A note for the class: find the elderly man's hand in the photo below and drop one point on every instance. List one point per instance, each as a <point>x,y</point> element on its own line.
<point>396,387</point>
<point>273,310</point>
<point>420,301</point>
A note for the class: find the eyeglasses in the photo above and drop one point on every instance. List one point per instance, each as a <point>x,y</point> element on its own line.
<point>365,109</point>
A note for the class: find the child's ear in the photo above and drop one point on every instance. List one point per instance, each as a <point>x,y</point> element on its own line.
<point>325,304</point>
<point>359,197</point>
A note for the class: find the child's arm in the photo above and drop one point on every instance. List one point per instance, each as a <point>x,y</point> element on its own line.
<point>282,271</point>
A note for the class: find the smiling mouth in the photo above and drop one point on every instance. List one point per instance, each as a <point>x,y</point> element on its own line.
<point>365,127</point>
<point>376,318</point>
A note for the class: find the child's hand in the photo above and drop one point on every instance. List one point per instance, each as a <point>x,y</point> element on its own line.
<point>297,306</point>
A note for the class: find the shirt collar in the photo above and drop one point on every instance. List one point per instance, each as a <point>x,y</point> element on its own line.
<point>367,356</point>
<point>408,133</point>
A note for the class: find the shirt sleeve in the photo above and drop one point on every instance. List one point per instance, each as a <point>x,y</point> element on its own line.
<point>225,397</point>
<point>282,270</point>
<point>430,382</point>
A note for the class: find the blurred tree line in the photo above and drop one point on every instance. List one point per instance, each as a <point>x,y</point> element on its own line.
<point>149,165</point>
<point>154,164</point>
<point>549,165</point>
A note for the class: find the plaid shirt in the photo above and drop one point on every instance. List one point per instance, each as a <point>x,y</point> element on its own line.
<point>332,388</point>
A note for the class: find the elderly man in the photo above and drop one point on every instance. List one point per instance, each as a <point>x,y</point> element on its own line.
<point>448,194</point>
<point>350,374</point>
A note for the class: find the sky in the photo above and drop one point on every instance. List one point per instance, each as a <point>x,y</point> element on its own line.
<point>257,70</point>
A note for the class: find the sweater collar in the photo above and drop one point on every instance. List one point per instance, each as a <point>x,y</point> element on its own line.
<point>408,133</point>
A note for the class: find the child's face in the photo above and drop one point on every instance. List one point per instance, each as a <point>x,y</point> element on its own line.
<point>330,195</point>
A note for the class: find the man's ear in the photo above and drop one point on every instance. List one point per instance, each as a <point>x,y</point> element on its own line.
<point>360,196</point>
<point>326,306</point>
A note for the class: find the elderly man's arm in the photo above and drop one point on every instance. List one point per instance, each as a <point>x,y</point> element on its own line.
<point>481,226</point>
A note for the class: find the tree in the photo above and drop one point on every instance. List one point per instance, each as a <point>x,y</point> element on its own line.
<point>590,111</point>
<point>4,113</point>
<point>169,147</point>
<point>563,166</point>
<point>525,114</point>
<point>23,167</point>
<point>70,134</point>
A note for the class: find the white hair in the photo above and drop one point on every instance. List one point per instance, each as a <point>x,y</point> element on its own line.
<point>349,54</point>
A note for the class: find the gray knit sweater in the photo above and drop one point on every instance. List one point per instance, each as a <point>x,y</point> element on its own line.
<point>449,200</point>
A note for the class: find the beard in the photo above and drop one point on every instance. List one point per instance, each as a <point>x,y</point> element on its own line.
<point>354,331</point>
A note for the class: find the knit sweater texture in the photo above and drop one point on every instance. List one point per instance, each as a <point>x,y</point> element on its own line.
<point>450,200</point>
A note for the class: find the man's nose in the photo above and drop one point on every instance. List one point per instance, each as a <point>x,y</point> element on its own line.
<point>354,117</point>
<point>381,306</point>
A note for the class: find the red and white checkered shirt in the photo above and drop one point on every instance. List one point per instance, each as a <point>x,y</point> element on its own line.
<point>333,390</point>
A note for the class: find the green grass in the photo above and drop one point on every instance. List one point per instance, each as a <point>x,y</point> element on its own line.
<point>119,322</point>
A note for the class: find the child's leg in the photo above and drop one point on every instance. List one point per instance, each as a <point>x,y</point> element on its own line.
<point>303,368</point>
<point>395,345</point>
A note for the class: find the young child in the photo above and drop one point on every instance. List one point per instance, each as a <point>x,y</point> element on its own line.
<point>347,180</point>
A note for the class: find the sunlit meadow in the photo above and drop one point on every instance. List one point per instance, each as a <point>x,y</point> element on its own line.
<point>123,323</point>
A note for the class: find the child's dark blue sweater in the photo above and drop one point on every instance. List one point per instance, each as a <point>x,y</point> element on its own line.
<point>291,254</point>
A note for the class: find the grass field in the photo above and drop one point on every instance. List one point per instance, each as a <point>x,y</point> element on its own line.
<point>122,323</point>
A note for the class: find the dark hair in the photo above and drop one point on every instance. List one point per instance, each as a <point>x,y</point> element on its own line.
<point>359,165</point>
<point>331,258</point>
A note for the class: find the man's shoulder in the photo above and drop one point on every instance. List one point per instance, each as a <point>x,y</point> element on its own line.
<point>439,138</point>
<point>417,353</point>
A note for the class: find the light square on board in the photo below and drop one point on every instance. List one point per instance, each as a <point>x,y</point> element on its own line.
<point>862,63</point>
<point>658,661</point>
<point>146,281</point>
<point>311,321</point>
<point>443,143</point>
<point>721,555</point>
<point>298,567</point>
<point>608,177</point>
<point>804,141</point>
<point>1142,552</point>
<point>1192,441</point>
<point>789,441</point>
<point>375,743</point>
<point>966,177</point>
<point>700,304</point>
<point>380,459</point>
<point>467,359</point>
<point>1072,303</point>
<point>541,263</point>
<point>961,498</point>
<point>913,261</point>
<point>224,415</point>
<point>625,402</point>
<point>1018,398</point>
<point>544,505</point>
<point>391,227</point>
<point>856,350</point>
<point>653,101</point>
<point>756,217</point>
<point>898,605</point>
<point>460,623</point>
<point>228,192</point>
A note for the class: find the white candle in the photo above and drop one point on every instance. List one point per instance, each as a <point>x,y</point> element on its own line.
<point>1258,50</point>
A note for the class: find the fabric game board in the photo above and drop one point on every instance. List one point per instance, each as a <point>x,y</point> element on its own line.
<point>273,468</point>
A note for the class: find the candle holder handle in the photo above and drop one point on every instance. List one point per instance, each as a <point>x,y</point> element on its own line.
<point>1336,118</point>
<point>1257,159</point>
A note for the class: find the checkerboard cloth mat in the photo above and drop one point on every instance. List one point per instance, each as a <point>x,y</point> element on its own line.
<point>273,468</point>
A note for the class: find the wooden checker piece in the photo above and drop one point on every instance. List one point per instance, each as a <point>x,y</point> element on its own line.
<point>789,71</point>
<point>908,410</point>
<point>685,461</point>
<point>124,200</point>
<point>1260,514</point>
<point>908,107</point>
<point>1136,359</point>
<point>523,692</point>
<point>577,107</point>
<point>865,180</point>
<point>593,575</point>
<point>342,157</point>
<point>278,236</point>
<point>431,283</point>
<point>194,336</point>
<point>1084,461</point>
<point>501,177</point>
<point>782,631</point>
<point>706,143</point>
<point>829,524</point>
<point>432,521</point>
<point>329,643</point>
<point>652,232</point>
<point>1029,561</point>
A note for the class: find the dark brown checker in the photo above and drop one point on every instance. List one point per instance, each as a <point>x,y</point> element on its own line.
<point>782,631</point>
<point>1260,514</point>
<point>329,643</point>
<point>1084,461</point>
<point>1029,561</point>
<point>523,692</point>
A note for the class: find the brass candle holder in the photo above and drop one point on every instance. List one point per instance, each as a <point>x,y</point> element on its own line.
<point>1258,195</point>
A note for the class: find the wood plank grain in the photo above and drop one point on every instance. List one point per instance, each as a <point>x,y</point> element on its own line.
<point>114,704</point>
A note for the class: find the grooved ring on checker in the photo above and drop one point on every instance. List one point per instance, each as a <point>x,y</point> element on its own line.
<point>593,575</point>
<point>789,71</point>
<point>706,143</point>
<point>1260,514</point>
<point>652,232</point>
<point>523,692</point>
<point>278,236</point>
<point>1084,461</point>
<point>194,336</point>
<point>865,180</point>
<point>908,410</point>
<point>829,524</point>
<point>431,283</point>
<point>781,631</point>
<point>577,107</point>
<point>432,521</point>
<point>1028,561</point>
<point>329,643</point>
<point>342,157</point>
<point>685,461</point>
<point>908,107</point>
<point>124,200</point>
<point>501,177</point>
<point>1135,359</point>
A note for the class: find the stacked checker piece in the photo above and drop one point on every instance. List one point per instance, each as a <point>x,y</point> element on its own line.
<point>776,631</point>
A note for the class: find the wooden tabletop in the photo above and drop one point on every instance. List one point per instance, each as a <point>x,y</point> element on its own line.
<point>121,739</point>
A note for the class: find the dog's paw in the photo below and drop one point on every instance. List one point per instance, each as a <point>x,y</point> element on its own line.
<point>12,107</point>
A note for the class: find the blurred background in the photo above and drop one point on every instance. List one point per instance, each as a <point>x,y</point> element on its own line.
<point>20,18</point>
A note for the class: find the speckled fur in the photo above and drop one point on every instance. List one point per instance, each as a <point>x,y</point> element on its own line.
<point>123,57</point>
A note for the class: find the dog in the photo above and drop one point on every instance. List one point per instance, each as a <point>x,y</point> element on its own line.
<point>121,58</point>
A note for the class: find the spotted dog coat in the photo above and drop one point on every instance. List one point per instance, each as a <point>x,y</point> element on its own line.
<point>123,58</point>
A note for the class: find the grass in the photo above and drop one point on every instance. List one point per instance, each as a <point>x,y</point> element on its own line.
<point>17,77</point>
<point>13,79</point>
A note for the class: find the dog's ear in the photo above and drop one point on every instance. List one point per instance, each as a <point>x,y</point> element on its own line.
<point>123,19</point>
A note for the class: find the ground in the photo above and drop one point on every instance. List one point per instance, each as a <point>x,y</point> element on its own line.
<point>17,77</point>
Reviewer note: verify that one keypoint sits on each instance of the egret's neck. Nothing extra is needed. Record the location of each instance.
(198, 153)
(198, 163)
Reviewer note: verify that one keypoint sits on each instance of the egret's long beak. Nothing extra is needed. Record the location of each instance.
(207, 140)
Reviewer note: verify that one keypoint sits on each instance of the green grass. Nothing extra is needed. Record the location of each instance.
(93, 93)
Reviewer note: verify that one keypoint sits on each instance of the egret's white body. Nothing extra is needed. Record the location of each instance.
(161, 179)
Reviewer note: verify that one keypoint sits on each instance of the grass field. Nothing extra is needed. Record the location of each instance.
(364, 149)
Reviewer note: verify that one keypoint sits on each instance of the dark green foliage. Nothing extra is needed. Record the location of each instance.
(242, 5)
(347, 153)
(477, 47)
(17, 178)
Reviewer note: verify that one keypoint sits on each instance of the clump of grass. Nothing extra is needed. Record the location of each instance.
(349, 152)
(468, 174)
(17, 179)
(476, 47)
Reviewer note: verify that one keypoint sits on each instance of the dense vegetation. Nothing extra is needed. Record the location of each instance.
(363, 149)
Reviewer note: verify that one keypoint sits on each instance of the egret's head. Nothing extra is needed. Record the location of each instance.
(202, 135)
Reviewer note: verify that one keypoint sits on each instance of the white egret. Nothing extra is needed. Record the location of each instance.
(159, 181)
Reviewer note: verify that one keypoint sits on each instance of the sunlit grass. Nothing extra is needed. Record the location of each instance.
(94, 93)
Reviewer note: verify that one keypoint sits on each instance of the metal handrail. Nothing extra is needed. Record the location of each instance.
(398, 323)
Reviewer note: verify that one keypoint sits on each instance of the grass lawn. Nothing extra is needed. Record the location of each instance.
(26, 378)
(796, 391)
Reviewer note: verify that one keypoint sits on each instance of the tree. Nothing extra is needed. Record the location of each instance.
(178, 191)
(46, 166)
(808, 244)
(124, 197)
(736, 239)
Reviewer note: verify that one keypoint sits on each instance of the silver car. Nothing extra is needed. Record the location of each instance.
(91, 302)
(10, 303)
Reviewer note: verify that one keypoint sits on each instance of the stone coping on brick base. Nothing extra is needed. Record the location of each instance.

_Direction_
Rewrite the items from the line with "of the clump" through the last one, putting "marker" wherever "keypoint" appears and keeping everything else the same.

_Completed exercise_
Reviewer note: verify that one marker sits on each instance of the clump of grass. Nothing extra is needed. Record the location of each instance.
(349, 152)
(468, 174)
(17, 179)
(476, 47)
Reviewer note: verify that one marker sits on each instance of the dense vegetation. Nothing extra is needed. Record the location of each instance.
(363, 149)
Reviewer note: verify that one marker sits on each instance of the egret's head. Nothing extra is needed. Record the location of each instance.
(202, 135)
Reviewer note: verify that one marker sits on each instance of the white egret. Nothing extra is needed. Record the location of each instance.
(159, 181)
Reviewer note: verify that one marker sits on each instance of the sunlit grass. Nothing extra is needed. Record the location of each instance.
(94, 93)
Reviewer note: verify that one marker sits on each instance of the metal handrail. Nothing extra is needed. Record the location of each instance.
(398, 323)
Reviewer note: verify that one marker sits on each instance of the grass lawn. Nothing extra is needed. Record the location of each instance.
(26, 378)
(796, 391)
Reviewer note: verify that one marker sits on each instance of the tree. Nothing extra is needed. Record the location of each instance.
(178, 191)
(46, 166)
(808, 244)
(124, 197)
(736, 239)
Reviewer note: verify that one marker sits on each instance of the silver car. Nothing extra is needed. Record the location of each instance.
(91, 302)
(10, 303)
Reviewer note: verify that one marker sits on each instance of the stone coping on brick base. Nothing extra is needed. Record the location of each instance.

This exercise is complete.